本文
-*-

私は、一方、神奈川の県民ホールというのは大都市型のホールですね。大都市型ですから、東京圏と同じような内容を持った、かといって横浜は横浜、神奈川は神奈川なりの地域の文化を無視する訳には、いかない。やはり、これも、掘り起こしていかなくてはいけない。そこが、逆に横浜の難しさですね。

大都市型であると同時に、地域の文化もやっていかなくてはいかない。そういう事を、どこに接点を求るか?それと同時に自主公演の難しさというのは、つまり創造性、これは、さっきもお話しした欧米諸国の劇場システムの違いの基本とも触れる事になるのですけれど。日本の場合、多くの劇場ホールが自分の所に制作集団を持っていないという事。これは根本的に違う事なんですね。

欧米の場合、少なくてもナショナルシアタークラスになりますと、自分の所にオペラ団なり、バレエ団なり、劇団なりを持ってます。小屋イコール創造集団はくっついている。ところが、日本の場合は、ここにも書きましたが、制作側と管理側の違いという事を申しあげました。つまり、劇場と作る集団とが、組織とが分かれているのですね。これが、日本と諸外国の劇場運営の一番異なる基本的要素なんです。

これは、実際に、これから制作集団を持とうとしても、これは経費的にいっても、おそらく無理だと思います。ですから日本の場合、劇場ホールに於ける運営形態の違いと言いましたけれども、劇場自体が、自主制作する事は可能です。これは、カンパニーというか制作集団を持っていなくても可能です。

お金を出して、ある程度、スタッフを集めて、あるいは出演者を集めて、やることは可能です。

-*-

資料
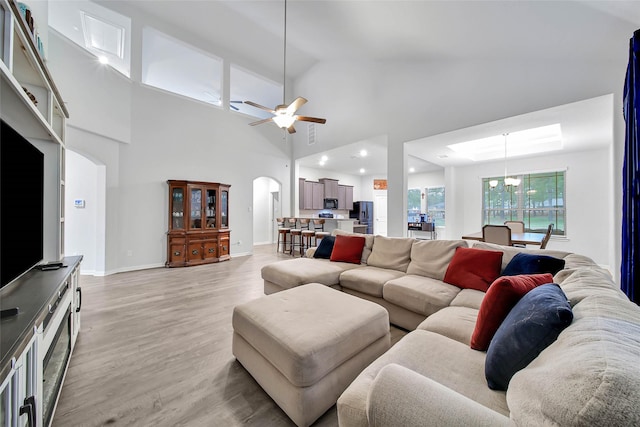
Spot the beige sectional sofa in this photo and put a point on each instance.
(590, 375)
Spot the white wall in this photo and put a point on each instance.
(84, 227)
(170, 138)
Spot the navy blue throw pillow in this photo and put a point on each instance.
(533, 264)
(325, 247)
(531, 325)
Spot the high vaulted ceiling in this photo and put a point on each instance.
(396, 31)
(324, 30)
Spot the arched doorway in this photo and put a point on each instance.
(267, 206)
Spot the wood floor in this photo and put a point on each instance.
(155, 350)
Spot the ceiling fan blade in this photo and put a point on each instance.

-*-

指示
(A) 本文の「大都市型であると同時に、地域」から「番異なる基本的要素なんです。」までを、一字も変えずに書き写してください。
(B) 本文によると、欧米でナショナルシアタークラスの劇場は、自分の所に何を持っていますか。
本文だけを手がかりに答えること。

解答
(A)
大都市型であると同時に、地域の文化もやっていかなくてはいかない。そういう事を、どこに接点を求るか?それと同時に自主公演の難しさというのは、つまり創造性、これは、さっきもお話しした欧米諸国の劇場システムの違いの基本とも触れる事になるのですけれど。日本の場合、多くの劇場ホールが自分の所に制作集団を持っていないという事。これは根本的に違う事なんですね。

欧米の場合、少なくてもナショナルシアタークラスになりますと、自分の所にオペラ団なり、バレエ団なり、劇団なりを持ってます。小屋イコール創造集団はくっついている。ところが、日本の場合は、ここにも書きましたが、制作側と管理側の違いという事を申しあげました。つまり、劇場と作る集団とが、組織とが分かれているのですね。これが、日本と諸外国の劇場運営の一番異なる基本的要素なんです。

(B) オペラ団、バレエ団、劇団などを持っています。